**What you should do**
Please print, word for word, every line from the one that contains "arm, with integer pixel coordinates." through the last line of the records, and nothing else.

**Exercise material**
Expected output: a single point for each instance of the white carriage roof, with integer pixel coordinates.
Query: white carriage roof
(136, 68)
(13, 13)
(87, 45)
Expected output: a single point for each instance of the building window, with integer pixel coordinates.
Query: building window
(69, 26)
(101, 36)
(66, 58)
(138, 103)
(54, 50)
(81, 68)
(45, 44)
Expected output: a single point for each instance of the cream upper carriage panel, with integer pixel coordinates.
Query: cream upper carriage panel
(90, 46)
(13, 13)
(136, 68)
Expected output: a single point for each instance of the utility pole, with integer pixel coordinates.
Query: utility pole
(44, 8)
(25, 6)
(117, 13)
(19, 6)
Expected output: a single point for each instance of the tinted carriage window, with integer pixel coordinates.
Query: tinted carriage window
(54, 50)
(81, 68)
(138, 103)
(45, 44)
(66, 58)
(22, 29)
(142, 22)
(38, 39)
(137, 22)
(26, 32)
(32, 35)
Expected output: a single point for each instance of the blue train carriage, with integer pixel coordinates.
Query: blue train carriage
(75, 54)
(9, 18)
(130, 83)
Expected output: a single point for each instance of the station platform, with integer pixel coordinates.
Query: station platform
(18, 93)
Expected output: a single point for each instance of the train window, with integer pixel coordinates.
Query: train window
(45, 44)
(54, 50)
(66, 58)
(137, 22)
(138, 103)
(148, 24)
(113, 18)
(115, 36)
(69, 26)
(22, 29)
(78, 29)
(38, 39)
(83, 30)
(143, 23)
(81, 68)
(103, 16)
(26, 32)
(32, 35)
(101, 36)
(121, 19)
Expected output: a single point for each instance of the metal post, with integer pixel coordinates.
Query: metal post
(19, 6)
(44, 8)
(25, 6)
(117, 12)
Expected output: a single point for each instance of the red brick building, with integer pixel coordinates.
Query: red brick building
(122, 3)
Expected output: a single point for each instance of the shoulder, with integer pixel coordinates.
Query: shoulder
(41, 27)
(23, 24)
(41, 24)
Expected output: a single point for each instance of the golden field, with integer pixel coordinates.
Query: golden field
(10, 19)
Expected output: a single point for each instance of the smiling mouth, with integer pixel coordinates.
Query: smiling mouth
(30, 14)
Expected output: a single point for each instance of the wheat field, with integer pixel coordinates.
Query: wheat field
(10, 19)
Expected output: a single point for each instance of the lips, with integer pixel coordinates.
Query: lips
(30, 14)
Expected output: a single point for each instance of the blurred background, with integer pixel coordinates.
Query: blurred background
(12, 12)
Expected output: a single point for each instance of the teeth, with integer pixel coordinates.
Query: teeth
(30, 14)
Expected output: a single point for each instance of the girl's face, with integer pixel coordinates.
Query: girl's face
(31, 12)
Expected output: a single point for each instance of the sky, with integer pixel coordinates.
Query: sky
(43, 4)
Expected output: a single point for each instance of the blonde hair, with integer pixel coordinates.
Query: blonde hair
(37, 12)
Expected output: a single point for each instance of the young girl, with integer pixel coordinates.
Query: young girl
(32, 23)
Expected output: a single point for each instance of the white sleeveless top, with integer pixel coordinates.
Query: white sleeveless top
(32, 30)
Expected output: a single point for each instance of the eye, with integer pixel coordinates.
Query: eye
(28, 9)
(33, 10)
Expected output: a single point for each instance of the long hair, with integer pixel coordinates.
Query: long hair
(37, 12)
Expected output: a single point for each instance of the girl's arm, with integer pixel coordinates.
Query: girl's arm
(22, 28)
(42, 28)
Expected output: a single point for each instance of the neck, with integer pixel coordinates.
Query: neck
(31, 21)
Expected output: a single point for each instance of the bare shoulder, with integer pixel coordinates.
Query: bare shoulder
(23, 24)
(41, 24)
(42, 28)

**Completed task**
Expected output: a single point for each instance of the girl's arm, with integer pixel coordinates.
Query: girl's arm
(22, 28)
(42, 28)
Expected output: a single point for each instance of the neck, with integer pixel coordinates.
Query: neck
(31, 21)
Expected output: a single point for each instance of the bare shoulder, with integer pixel coordinates.
Query: bare shoulder
(23, 24)
(41, 24)
(42, 28)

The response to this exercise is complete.